### Records to process

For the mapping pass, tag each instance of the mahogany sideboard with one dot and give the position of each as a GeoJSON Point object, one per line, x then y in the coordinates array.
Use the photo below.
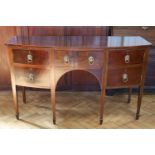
{"type": "Point", "coordinates": [116, 62]}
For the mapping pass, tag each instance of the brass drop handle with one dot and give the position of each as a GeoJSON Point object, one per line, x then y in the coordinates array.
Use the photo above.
{"type": "Point", "coordinates": [29, 57]}
{"type": "Point", "coordinates": [127, 58]}
{"type": "Point", "coordinates": [91, 60]}
{"type": "Point", "coordinates": [66, 59]}
{"type": "Point", "coordinates": [125, 77]}
{"type": "Point", "coordinates": [31, 77]}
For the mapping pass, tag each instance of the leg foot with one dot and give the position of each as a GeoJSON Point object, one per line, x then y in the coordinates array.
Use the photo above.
{"type": "Point", "coordinates": [17, 116]}
{"type": "Point", "coordinates": [24, 95]}
{"type": "Point", "coordinates": [54, 121]}
{"type": "Point", "coordinates": [101, 121]}
{"type": "Point", "coordinates": [129, 95]}
{"type": "Point", "coordinates": [137, 116]}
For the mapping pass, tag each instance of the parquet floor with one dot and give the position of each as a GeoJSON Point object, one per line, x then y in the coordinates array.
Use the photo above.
{"type": "Point", "coordinates": [76, 110]}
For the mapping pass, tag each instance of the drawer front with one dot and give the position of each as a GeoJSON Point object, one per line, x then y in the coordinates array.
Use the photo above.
{"type": "Point", "coordinates": [126, 57]}
{"type": "Point", "coordinates": [32, 77]}
{"type": "Point", "coordinates": [124, 77]}
{"type": "Point", "coordinates": [64, 58]}
{"type": "Point", "coordinates": [34, 57]}
{"type": "Point", "coordinates": [87, 59]}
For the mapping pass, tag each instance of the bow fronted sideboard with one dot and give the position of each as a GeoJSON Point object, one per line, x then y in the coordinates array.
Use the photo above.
{"type": "Point", "coordinates": [40, 62]}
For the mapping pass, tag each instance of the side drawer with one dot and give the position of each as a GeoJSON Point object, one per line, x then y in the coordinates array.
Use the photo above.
{"type": "Point", "coordinates": [32, 77]}
{"type": "Point", "coordinates": [124, 77]}
{"type": "Point", "coordinates": [34, 57]}
{"type": "Point", "coordinates": [126, 57]}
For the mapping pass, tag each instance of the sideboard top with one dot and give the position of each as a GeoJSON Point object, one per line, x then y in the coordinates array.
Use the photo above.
{"type": "Point", "coordinates": [79, 41]}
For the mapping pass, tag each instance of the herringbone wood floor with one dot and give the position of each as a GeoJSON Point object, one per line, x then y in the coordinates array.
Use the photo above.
{"type": "Point", "coordinates": [76, 110]}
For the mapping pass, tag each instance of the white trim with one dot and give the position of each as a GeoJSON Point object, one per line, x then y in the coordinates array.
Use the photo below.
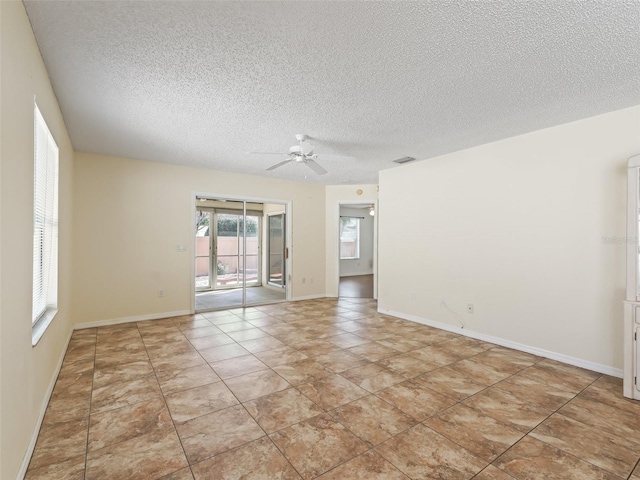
{"type": "Point", "coordinates": [43, 409]}
{"type": "Point", "coordinates": [136, 318]}
{"type": "Point", "coordinates": [308, 297]}
{"type": "Point", "coordinates": [560, 357]}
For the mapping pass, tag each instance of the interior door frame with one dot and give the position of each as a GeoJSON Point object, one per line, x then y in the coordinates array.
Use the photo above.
{"type": "Point", "coordinates": [240, 198]}
{"type": "Point", "coordinates": [268, 250]}
{"type": "Point", "coordinates": [346, 203]}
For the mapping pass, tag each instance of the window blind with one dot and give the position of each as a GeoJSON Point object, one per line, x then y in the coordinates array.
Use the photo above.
{"type": "Point", "coordinates": [45, 219]}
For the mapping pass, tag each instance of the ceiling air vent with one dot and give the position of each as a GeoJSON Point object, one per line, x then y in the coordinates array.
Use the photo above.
{"type": "Point", "coordinates": [404, 160]}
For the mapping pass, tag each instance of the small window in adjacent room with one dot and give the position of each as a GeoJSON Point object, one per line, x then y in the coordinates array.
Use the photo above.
{"type": "Point", "coordinates": [349, 238]}
{"type": "Point", "coordinates": [45, 228]}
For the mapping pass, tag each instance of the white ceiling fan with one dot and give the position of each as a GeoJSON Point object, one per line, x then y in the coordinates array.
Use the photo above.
{"type": "Point", "coordinates": [302, 153]}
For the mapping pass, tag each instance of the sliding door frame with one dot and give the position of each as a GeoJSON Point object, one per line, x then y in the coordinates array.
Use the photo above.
{"type": "Point", "coordinates": [239, 198]}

######

To do
Print out the material word for word, omitting the pictures.

Correct result
For the mapping pass, tag each instance of the mahogany sideboard with one dot and give the position of each as a GeoJSON Point object, one per line, x then y in the coordinates array.
Use the photo below.
{"type": "Point", "coordinates": [116, 62]}
For the mapping pass, tag each instance of the brass drop handle with one dot and give the position of each as a GeoJSON Point object, one per line, x then y in the coordinates array.
Use the photo above.
{"type": "Point", "coordinates": [29, 57]}
{"type": "Point", "coordinates": [127, 58]}
{"type": "Point", "coordinates": [91, 60]}
{"type": "Point", "coordinates": [66, 59]}
{"type": "Point", "coordinates": [125, 77]}
{"type": "Point", "coordinates": [31, 77]}
For the mapping pass, tag each instance of the leg foot with one dot and give the position of each as a GeoJSON Point object, one per line, x then y in the coordinates array.
Use the photo above.
{"type": "Point", "coordinates": [17, 116]}
{"type": "Point", "coordinates": [24, 95]}
{"type": "Point", "coordinates": [54, 121]}
{"type": "Point", "coordinates": [101, 121]}
{"type": "Point", "coordinates": [129, 95]}
{"type": "Point", "coordinates": [137, 116]}
For the mapping pass, tag each instance of the parquet floor with one dot and give the position of each as a GeoJSON Point object, one per line, x then y in the coordinates array.
Use the photo above.
{"type": "Point", "coordinates": [76, 110]}
For the mapping pass, tag each instance of the drawer front with one dot and give the position of each as a GeoJSON Point object, one per line, x then y in the coordinates array.
Use the photo above.
{"type": "Point", "coordinates": [126, 57]}
{"type": "Point", "coordinates": [32, 77]}
{"type": "Point", "coordinates": [124, 77]}
{"type": "Point", "coordinates": [64, 58]}
{"type": "Point", "coordinates": [34, 57]}
{"type": "Point", "coordinates": [87, 59]}
For the mapping pass, tag each instance of the bow fronted sideboard with one dot and give the position of each as a GeoJSON Point object, one per line, x then y in the coordinates array.
Use the photo above.
{"type": "Point", "coordinates": [40, 62]}
For the mapping pass, tag each instance of the side drawer with one dot and give the position of each as a GeoJSON Point object, one per line, x then y in the coordinates array.
Use the photo above.
{"type": "Point", "coordinates": [32, 77]}
{"type": "Point", "coordinates": [124, 77]}
{"type": "Point", "coordinates": [34, 57]}
{"type": "Point", "coordinates": [126, 57]}
For the mapping pass, tag each instance of the sideboard top with one dot and give the position of each as a GeoJSON Point object, one per line, x then y in the coordinates array.
Use the photo above.
{"type": "Point", "coordinates": [79, 41]}
For the mapping pass, tag each instance of the herringbone wood floor with one dot and give the position of each as a GeoJSON Point object, one per line, x then y in the coordinates array.
Use the photo above.
{"type": "Point", "coordinates": [76, 110]}
For the mapping pass, tag each instance of the white trim with one dot and give the position of each as a GeoJSON Point object, one per line, x then y in the coordinates array.
Use the photo below.
{"type": "Point", "coordinates": [43, 409]}
{"type": "Point", "coordinates": [136, 318]}
{"type": "Point", "coordinates": [308, 297]}
{"type": "Point", "coordinates": [560, 357]}
For the mapping pass, tag each instance of the interior door frame with one dot and give the position of each as a GeoJSON Point object, one per line, x then y in the coordinates array.
Use the photo above.
{"type": "Point", "coordinates": [240, 198]}
{"type": "Point", "coordinates": [268, 250]}
{"type": "Point", "coordinates": [346, 203]}
For the mapping pass, tag each instance of the window blind with one dot and give the position of each as a GeoJSON Point object, one per line, x then y in the coordinates array.
Use the photo above.
{"type": "Point", "coordinates": [45, 219]}
For the mapping pass, tag each instance of the ceiling air vent with one dot and give the position of each as a GeoJSON Point object, one per line, x then y in the coordinates array.
Use the photo above.
{"type": "Point", "coordinates": [404, 160]}
For the mapping pass, tag each instance of the small window in adjacent room with one dot and give the position of each as a GeoJSON Point object, one per line, x then y in the coordinates array.
Use the photo above.
{"type": "Point", "coordinates": [349, 238]}
{"type": "Point", "coordinates": [45, 228]}
For the mapping pass, tag each instance of the white ceiling fan with one dot and give the position of each as a GeoJSON Point object, one per line, x then y in the coordinates array.
Use the photo above.
{"type": "Point", "coordinates": [302, 153]}
For the mapping pass, tag each instance of the sliding door frame with one dot and give the position of each as a GeoJSON Point object, one per line, x then y in the coordinates array.
Use the photo above.
{"type": "Point", "coordinates": [239, 198]}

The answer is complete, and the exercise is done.